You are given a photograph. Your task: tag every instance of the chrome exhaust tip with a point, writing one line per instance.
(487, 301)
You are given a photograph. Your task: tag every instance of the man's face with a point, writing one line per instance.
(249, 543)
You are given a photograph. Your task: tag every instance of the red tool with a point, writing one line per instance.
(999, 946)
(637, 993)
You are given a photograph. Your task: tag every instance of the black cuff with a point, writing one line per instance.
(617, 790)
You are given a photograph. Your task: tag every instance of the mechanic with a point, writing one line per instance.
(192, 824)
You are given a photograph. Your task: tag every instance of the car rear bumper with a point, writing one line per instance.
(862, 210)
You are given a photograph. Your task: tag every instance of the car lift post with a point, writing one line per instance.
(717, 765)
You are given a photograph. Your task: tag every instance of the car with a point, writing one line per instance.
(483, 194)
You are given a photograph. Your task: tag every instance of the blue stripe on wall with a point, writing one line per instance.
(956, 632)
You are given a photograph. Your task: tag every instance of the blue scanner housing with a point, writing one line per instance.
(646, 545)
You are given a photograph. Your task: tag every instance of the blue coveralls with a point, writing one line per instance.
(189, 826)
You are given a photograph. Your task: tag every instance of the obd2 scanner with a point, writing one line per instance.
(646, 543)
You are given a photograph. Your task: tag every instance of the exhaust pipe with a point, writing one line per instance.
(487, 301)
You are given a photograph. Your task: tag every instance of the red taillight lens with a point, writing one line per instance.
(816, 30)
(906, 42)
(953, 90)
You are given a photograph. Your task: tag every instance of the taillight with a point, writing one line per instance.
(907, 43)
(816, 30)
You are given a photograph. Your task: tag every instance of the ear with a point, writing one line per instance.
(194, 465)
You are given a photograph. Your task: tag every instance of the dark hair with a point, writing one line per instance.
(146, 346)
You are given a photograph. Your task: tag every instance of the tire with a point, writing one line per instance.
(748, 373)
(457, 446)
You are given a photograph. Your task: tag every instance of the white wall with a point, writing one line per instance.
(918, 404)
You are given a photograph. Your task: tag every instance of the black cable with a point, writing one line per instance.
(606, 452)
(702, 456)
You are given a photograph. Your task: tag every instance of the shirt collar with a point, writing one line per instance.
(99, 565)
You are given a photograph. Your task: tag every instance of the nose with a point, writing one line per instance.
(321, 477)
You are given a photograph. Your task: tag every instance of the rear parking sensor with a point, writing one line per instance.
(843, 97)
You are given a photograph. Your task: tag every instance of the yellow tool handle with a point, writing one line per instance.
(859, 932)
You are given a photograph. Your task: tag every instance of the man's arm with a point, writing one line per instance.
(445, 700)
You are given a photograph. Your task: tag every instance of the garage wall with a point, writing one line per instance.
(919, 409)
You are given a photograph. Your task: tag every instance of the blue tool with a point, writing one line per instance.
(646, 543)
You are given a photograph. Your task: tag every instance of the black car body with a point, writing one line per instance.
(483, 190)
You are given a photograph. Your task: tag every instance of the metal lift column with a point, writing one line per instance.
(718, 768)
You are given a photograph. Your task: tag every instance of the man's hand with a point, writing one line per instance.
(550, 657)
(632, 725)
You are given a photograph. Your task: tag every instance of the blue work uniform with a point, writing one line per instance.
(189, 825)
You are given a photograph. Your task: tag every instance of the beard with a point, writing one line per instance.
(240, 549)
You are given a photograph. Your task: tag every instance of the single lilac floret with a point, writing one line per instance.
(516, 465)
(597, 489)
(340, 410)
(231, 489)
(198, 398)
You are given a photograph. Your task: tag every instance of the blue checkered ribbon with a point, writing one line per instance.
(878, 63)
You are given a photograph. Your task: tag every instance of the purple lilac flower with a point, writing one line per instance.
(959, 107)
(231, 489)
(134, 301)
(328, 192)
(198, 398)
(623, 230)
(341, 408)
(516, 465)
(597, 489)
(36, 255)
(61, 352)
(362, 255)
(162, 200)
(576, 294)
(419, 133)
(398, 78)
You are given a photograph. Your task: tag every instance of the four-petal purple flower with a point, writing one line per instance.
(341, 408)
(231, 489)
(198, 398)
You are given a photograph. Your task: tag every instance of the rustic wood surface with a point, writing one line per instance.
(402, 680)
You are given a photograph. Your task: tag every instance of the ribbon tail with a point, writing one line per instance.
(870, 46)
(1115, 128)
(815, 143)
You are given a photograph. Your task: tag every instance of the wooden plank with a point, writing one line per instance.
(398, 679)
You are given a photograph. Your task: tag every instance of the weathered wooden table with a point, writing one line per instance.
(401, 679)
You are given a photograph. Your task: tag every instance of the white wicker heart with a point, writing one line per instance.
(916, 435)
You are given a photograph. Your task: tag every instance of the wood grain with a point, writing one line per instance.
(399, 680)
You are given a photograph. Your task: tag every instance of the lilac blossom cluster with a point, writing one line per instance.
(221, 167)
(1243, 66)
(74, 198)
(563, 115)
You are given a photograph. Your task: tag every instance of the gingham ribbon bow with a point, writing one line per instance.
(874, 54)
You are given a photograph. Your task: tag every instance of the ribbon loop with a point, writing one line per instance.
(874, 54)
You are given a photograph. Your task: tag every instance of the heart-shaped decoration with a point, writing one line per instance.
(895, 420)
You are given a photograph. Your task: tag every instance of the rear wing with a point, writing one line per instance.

--

**Work item:**
A word-for-word transcription of the material is required.

**Answer to the problem:**
You are given a photograph. Your task: tag every instance of the chrome exhaust tip with a point, writing one line per instance.
(487, 301)
You are given a photograph. Your task: tag every instance of the man's face with a point, writing one line per instance.
(249, 543)
You are given a photograph. Your task: tag every instance of the red tool with a point, writing one line per instance.
(999, 946)
(637, 993)
You are given a photograph. Your task: tag every instance of the black cuff with a point, writing one line per instance.
(617, 790)
You are given a photograph. Your task: tag every instance of the mechanic with a point, writing one line per instance.
(192, 824)
You are given a photograph. Your task: tag every instance of the car rear bumper with a point, writing one line per instance.
(862, 210)
You are given a photograph. Your task: tag every instance of the car lift post with a point, writing one line per instance.
(717, 765)
You are given a photograph. Your task: tag every instance of the car with a point, writing one line per instance.
(483, 194)
You are given a photograph. Your task: tag every instance of the blue stripe on wall with a point, writing one line per instance.
(956, 632)
You are given a photograph. Your task: tag every instance of the blue scanner housing with a point, writing one line per instance.
(646, 545)
You are given a photograph. Your task: tag every instance of the blue coveralls with a point, writing one line per instance.
(189, 826)
You are given a photograph. Your task: tag every instance of the obd2 scanner with a point, writing one line per instance.
(646, 543)
You are given a photograph. Your task: tag every instance of the exhaust pipe with a point, writing one line per instance.
(487, 301)
You are given a photograph. Your task: tag every instance of the red taillight lens with a point, writing one line per instance.
(816, 30)
(906, 42)
(953, 90)
You are given a photograph. Your task: tag every instance of the taillight with a point, writing one line per instance.
(907, 43)
(816, 30)
You are given a photograph. Your task: tag every instance of the ear with a point, writing one line per instance.
(194, 465)
You are given a photograph. Your task: tag every instance of the dark hair with a point, writing one line per instance.
(146, 346)
You are given a photograph. Your task: tag every instance of the tire with a point, writing one line per instance.
(748, 373)
(457, 446)
You are given a photograph. Your task: tag every instance of the white wall with a point, writing one line per instance.
(918, 404)
You are given a photograph. Your task: tag every instance of the black cable with a point, writing one line per instance.
(606, 452)
(702, 456)
You are given a photograph. Your task: tag every instance of the shirt collar with a point, writing one line per instance.
(99, 565)
You are given a photograph. Your task: tag every instance of the nose with a point, writing one line per instance.
(321, 477)
You are given a photograph. Your task: tag every instance of the rear parking sensor with a point, writing one line per instance.
(843, 97)
You are given a photograph. Your task: tag every instance of the yellow tool handle with a point, writing one line per instance.
(859, 932)
You are given a photograph. Your task: tag every instance of the man's arm with a point, writing one line per instance.
(445, 700)
You are given a photograph. Your task: tag every instance of the garage wall with a point, writing one line per instance.
(919, 409)
You are given a photograph. Your task: tag every instance of the blue tool with a point, writing one line per instance.
(646, 543)
You are given a photograph. Your task: tag every instance of the black car body with a point, writing one line per instance.
(483, 190)
You are given a photograph. Your task: tag every instance of the metal lift column with a point, writing one line per instance.
(718, 768)
You are given a photograph. Your task: tag every instance of the man's hand with a point, writing one line per instance.
(550, 657)
(632, 725)
You are given a photograph. Your task: tag every instance of the blue work uniform with a point, writing one line per instance.
(189, 825)
You are given a photograph. Your task: tag every instance of the beard with a point, writing one line per instance.
(240, 549)
You are given a photograph. Your task: tag every instance of the single lilac floret with a point, writing one line per instance.
(516, 465)
(597, 489)
(340, 410)
(231, 489)
(198, 398)
You are given a photograph. Your task: tag every instance of the blue checkered ribbon with a point, writing one line per instance.
(878, 63)
You are given a photograph. Your task: tag every instance of the purple lilac flower with a point, writing one line per instance.
(959, 107)
(231, 489)
(134, 301)
(328, 192)
(198, 398)
(623, 230)
(341, 408)
(516, 465)
(597, 489)
(36, 255)
(61, 352)
(362, 255)
(162, 200)
(576, 294)
(419, 133)
(398, 78)
You are given a photograph. Your task: tag every instance of the four-petal purple flower with a point, writing one line per instance.
(341, 408)
(231, 489)
(198, 398)
You are given a photograph. Your task: tag every instance of the rustic wood surface with a point, writing one line per instance.
(402, 680)
You are given a photograph. Your task: tag every instance of the ribbon tail with a point, writing one line per instance.
(870, 46)
(1115, 128)
(815, 143)
You are given a photograph. Your task: tag every instance of the wooden plank with a point, writing one line per instance.
(398, 679)
You are given a photograph. Your task: tag every instance of the weathered wooden table with a point, writing one line per instance.
(401, 679)
You are given a photograph. Your task: tag every instance of the white wicker heart with a point, writing one line per instance.
(916, 435)
You are given a photograph. Your task: tag every instance of the wood grain with a point, writing one line per instance.
(399, 680)
You are given a photograph. Your task: tag every instance of the lilac blossom cluster with a point, writing one line per instance.
(221, 167)
(1243, 66)
(74, 198)
(563, 115)
You are given a photograph. Your task: tag every instance of the gingham ribbon bow with a point, writing one line per instance.
(874, 54)
You are given a photograph. Your task: tag every instance of the ribbon loop with a point, writing one line per instance.
(874, 54)
You are given a photograph. Your task: tag every instance of the heart-shaped decoration with a point, writing one line per instance.
(895, 420)
You are given a photograph. Your task: tag every instance of the rear wing with a point, writing one line per instance.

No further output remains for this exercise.